Task goal => Examine the records below and count how many lines contain the string "rough". Give only the number.

### Records shown ###

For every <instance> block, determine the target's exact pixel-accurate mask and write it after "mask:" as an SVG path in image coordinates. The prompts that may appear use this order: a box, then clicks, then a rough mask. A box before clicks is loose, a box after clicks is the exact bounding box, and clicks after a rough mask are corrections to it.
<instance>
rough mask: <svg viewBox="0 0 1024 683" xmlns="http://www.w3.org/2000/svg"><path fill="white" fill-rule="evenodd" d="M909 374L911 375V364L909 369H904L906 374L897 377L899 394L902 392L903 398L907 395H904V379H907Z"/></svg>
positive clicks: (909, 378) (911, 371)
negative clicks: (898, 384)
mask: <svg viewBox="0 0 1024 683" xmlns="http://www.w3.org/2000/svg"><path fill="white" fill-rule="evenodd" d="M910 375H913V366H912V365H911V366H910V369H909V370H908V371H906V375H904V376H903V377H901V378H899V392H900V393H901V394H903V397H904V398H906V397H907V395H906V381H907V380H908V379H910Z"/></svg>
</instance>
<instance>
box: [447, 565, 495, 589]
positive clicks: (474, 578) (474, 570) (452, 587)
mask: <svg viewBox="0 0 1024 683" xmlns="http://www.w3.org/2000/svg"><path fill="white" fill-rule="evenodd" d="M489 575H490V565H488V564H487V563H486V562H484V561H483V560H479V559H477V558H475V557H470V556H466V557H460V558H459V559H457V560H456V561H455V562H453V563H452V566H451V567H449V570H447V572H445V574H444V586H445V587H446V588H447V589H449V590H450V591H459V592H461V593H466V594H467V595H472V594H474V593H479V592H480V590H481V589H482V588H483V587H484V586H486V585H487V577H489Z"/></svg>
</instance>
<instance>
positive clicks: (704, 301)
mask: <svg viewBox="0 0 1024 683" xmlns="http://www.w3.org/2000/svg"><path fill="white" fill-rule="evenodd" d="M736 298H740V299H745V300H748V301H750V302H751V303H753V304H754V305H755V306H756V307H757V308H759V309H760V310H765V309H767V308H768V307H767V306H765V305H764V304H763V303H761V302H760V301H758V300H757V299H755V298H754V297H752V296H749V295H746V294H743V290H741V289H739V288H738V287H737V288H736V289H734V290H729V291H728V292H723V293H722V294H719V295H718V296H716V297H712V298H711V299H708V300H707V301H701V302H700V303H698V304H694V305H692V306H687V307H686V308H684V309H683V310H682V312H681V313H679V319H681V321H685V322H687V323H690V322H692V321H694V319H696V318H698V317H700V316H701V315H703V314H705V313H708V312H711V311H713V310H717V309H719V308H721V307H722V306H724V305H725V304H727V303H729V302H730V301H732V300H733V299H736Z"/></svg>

###

Response for this exercise => 2